Excerpted records:
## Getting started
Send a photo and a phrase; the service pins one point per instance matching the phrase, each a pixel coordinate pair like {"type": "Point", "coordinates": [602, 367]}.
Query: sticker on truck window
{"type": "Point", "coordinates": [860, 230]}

* * *

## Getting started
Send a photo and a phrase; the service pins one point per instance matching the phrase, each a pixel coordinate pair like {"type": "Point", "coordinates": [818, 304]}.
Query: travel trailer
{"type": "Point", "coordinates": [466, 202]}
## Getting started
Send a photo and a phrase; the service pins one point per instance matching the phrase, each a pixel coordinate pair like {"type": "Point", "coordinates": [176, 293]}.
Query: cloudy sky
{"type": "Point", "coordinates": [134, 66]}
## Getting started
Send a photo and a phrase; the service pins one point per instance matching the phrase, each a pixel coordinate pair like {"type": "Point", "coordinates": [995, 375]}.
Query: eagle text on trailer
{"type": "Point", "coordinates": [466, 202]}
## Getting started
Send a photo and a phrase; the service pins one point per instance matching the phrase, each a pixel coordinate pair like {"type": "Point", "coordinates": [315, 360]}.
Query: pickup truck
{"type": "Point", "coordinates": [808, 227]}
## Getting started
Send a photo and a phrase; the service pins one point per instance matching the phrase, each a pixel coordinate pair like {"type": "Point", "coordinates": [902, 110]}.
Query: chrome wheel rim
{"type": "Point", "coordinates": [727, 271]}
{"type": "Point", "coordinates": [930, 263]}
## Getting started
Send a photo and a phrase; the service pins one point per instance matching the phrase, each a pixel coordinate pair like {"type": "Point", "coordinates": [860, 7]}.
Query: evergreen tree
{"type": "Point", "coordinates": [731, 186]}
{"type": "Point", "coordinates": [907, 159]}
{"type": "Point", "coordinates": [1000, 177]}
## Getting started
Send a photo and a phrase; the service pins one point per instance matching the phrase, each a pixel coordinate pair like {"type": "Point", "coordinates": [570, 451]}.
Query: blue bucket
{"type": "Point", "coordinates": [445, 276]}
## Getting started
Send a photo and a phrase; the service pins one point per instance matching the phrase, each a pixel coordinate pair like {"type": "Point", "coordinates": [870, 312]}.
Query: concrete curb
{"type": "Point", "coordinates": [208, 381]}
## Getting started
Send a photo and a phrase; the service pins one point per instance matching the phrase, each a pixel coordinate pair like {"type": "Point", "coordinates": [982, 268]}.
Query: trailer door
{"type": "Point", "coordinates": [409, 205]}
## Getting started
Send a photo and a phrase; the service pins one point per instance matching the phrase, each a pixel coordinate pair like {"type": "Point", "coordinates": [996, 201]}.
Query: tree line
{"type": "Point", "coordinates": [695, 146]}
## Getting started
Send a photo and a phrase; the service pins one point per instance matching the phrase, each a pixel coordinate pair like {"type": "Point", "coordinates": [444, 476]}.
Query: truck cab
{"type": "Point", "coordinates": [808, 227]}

...

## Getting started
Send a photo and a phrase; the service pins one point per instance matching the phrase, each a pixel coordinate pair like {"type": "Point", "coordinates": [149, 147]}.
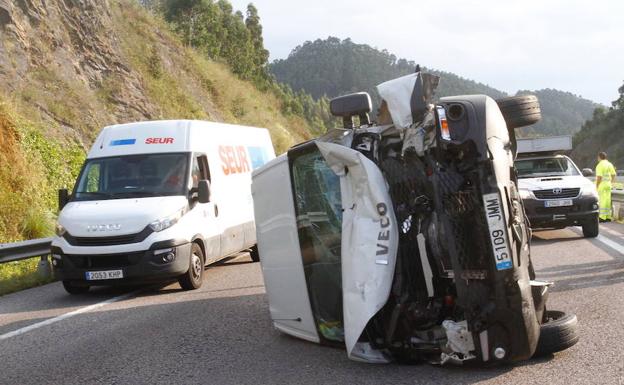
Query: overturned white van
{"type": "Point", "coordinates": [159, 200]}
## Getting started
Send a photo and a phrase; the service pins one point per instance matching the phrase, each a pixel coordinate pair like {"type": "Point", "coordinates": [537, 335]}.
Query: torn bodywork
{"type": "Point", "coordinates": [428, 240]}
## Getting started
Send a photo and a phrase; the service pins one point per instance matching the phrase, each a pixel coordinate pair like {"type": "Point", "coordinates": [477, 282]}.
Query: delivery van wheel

Exercise goal: Copy back the listing above exactly, but only from the line with "Query: torn bodywork" through the line with "Query: delivery van wheel", both ends included.

Solved problem:
Query: torn bodywork
{"type": "Point", "coordinates": [428, 240]}
## Getting started
Send a photo and a phrase; the service pins one point per instance matching the phrase, each a pixel coordinate pair like {"type": "Point", "coordinates": [477, 282]}.
Query: delivery van wheel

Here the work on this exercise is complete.